## start Dataset rows

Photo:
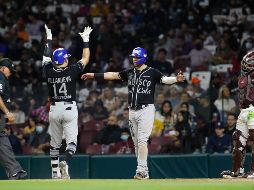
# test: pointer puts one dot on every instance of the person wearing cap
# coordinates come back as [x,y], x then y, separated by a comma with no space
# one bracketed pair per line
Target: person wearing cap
[7,158]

## end Dataset rows

:: Exercise requirements ::
Rewrite the records above with "dot" changed to "marker" and everything else kept the same. Omit the pictures from your answer.

:: Exercise response ::
Photo:
# test: pointer puts one marker on every instance of the person wearing cap
# coordinates come back as [x,y], x then y, separated by a comma with no space
# one bracketed pair per line
Target: person wearing cap
[7,158]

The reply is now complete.